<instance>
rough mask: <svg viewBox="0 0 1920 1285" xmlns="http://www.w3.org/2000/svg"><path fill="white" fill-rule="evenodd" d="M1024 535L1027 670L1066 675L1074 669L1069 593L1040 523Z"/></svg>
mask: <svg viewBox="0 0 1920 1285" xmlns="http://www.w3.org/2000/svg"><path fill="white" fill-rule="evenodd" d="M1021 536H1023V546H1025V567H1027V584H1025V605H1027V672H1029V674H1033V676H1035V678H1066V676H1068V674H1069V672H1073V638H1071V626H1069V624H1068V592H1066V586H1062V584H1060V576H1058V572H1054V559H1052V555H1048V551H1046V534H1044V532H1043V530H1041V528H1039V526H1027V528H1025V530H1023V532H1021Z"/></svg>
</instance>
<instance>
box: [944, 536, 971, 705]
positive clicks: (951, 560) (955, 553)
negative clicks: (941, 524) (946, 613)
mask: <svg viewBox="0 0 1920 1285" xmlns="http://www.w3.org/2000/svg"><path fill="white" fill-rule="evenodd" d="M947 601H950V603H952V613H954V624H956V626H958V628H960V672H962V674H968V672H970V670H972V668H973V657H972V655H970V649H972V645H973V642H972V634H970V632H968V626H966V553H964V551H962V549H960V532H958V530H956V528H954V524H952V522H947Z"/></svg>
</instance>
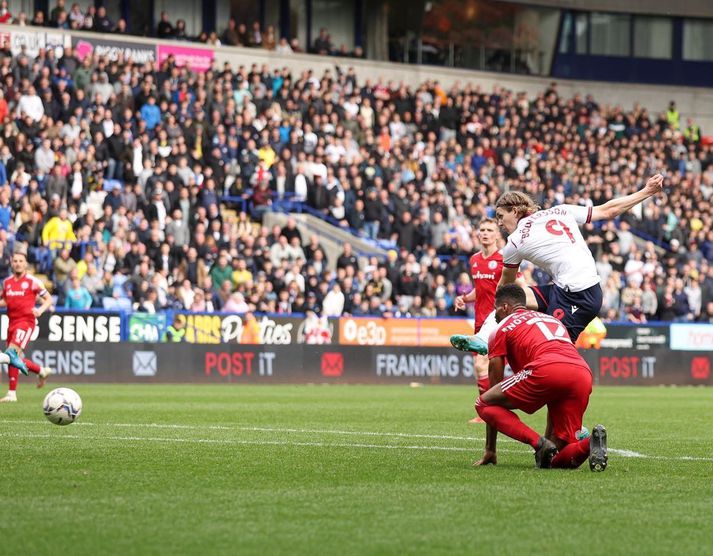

## YOUR OBJECTIVE
Retype all the data exactly, please, without pictures.

## RESPONSE TO THIS EXERCISE
<instance>
rough mask: <svg viewBox="0 0 1920 1285" xmlns="http://www.w3.org/2000/svg"><path fill="white" fill-rule="evenodd" d="M1024 535L1027 670L1066 675L1074 669L1069 593L1040 523Z"/></svg>
mask: <svg viewBox="0 0 1920 1285" xmlns="http://www.w3.org/2000/svg"><path fill="white" fill-rule="evenodd" d="M1021 536H1023V546H1025V567H1027V584H1025V605H1027V672H1029V674H1033V676H1035V678H1066V676H1068V674H1069V672H1073V638H1071V626H1069V624H1068V592H1066V586H1062V584H1060V576H1058V572H1054V559H1052V555H1048V551H1046V534H1044V532H1043V530H1041V528H1039V526H1027V528H1025V530H1023V532H1021Z"/></svg>
</instance>
<instance>
box: [944, 536, 971, 705]
positive clicks: (951, 560) (955, 553)
negative clicks: (941, 524) (946, 613)
mask: <svg viewBox="0 0 1920 1285" xmlns="http://www.w3.org/2000/svg"><path fill="white" fill-rule="evenodd" d="M947 601H950V603H952V613H954V624H956V626H958V628H960V672H962V674H968V672H970V670H972V668H973V657H972V655H970V649H972V645H973V642H972V634H970V632H968V626H966V553H964V551H962V549H960V532H958V530H956V528H954V524H952V522H947Z"/></svg>
</instance>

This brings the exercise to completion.